• _Supplied text_:

────────────────

At St. Therese and some of the other camps I
visited, there were still shortages of food, toilets and bed nets to
fend off malaria-carrying mosquitoes. Asked what he had been eating,
one boy showed me a pot of unseasoned rice that he shared with friends
and family.

Trying to sort out where displaced families will end
up quickly delves into touchy political issues. Many people were
squatters on their old homesites, and it’s unclear what rights they
will have to their old turf.

“One of the most difficult issues in this country will be the land issue and title,” Charles Clement,
a Haitian mortgage banker working on reconstruction, told a meeting of
aid officials. “We have to take this really seriously, and work
together. I don’t know yet what will happen.”

Shelter issues are coordinated through a
U.N.-organized committee that meets weekly and includes representatives
from most of the major aid organizations active in Haiti.

I found big differences in how aid groups are tackling resettlement.

World Concern is focused on helping people in a
multitude of small camps — some with fewer than a dozen tents — reclaim
their houses. Its staff has conducted painstaking surveys of the
damages and has begun to hire people to clear away rubble.

────────────────

• _Record set_:
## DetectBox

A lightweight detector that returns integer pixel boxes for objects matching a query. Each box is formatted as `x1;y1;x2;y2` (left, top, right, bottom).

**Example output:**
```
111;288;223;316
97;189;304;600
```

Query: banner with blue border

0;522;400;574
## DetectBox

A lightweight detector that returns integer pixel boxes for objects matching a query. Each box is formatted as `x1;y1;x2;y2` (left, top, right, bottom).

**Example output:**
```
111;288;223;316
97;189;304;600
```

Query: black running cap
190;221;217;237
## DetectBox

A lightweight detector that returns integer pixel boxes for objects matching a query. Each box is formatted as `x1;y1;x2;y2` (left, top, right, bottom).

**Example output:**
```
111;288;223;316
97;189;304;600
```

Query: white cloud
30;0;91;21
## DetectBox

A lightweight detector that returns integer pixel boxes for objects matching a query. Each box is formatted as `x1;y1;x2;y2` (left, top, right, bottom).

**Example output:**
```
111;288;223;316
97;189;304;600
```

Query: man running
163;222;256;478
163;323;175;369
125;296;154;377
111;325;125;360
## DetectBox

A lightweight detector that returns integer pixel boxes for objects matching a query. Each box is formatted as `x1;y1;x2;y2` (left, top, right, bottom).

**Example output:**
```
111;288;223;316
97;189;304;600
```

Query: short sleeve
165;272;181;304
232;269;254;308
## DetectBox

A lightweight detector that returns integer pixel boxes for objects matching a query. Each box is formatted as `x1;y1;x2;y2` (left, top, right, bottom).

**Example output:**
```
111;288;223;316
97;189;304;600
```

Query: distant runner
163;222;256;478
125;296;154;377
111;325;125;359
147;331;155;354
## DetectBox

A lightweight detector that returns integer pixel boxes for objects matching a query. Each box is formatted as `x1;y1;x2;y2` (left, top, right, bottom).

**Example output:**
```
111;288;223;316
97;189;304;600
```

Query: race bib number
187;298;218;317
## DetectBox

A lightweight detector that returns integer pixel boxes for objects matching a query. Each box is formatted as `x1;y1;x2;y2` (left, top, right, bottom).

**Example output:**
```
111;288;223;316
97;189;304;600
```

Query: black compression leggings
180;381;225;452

────────────────

Reproduce the passage about camps in Haiti word for word, from "At St. Therese" up to and including "their old turf.".

• _Response for this exercise_:
At St. Therese and some of the other camps I
visited, there were still shortages of food, toilets and bed nets to
fend off malaria-carrying mosquitoes. Asked what he had been eating,
one boy showed me a pot of unseasoned rice that he shared with friends
and family.

Trying to sort out where displaced families will end
up quickly delves into touchy political issues. Many people were
squatters on their old homesites, and it’s unclear what rights they
will have to their old turf.